:: Excerpt provided
REGISTRAR AND DISPUTED DOMAIN NAMES 

The domain names at issue are <harveysolursh.com> and <harveysolurshsucks.com>, registered with Domainbank.

 

PANEL

The undersigned certifies that he or she has acted independently and impartially and to the best of his or her knowledge has no known conflict in serving as Panelist in this proceeding.

 

Timothy D. O’Leary as Panelist.

 

PROCEDURAL HISTORY

Complainant submitted a Complaint to the National Arbitration Forum electronically on November 21, 2006; the National Arbitration Forum received a hard copy of the Complaint on November 22, 2006.

 

On November 21, 2006, Domainbank confirmed by e-mail to the National Arbitration Forum that the <harveysolursh.com> and <harveysolurshsucks.com> domain names are registered with Domainbank and that the Respondent is the current registrant of the name.  Domainbank has verified that Respondent is bound by the Domainbank registration agreement and has thereby agreed to resolve domain-name disputes brought by third parties in accordance with ICANN’s Uniform Domain Name Dispute Resolution Policy (the “Policy”).
::::
:: Excerpted data
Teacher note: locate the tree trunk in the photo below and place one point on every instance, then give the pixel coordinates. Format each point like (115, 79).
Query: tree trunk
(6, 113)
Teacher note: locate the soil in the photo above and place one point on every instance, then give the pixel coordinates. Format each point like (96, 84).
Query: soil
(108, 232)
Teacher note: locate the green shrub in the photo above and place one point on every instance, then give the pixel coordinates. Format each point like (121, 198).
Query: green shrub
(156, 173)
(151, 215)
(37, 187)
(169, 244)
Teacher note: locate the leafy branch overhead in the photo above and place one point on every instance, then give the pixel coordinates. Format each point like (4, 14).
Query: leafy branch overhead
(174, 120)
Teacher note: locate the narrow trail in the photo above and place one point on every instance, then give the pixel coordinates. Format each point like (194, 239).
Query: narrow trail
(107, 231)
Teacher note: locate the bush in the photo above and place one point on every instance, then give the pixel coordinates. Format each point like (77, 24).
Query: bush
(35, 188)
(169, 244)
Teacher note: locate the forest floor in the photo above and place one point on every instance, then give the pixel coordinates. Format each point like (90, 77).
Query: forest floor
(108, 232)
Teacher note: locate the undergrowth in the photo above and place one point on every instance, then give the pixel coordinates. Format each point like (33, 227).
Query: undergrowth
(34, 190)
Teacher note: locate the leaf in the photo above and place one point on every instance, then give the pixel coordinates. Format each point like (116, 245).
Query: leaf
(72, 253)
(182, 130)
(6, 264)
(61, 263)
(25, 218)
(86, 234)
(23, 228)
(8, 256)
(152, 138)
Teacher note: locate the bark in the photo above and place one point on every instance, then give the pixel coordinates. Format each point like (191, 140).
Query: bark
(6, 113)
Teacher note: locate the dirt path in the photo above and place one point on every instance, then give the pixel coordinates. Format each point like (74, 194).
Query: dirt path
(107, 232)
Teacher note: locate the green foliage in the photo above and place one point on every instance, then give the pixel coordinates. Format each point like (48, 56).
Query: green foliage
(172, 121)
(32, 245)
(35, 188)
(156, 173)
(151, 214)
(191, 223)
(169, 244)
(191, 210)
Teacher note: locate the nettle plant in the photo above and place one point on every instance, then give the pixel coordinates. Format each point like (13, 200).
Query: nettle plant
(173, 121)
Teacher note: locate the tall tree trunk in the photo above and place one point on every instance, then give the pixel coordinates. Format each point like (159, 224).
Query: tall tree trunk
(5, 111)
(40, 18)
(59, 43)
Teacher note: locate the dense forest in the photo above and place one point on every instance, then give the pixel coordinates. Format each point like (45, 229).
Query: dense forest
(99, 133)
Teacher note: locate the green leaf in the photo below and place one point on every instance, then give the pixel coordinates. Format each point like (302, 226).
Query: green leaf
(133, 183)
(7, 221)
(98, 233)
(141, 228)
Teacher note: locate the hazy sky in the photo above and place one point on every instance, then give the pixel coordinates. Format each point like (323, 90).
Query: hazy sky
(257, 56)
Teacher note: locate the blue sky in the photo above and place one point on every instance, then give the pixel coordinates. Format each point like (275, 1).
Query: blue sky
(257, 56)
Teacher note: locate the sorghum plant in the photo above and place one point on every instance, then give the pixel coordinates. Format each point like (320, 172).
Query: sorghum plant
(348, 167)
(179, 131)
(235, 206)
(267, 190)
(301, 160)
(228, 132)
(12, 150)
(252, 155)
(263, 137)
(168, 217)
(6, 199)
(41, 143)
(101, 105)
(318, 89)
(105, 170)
::::
Can you copy the domain dispute excerpt above word for word, from "The domain names" to "O’Leary as Panelist."?

* **Exercise result**:
The domain names at issue are <harveysolursh.com> and <harveysolurshsucks.com>, registered with Domainbank.

 

PANEL

The undersigned certifies that he or she has acted independently and impartially and to the best of his or her knowledge has no known conflict in serving as Panelist in this proceeding.

 

Timothy D. O’Leary as Panelist.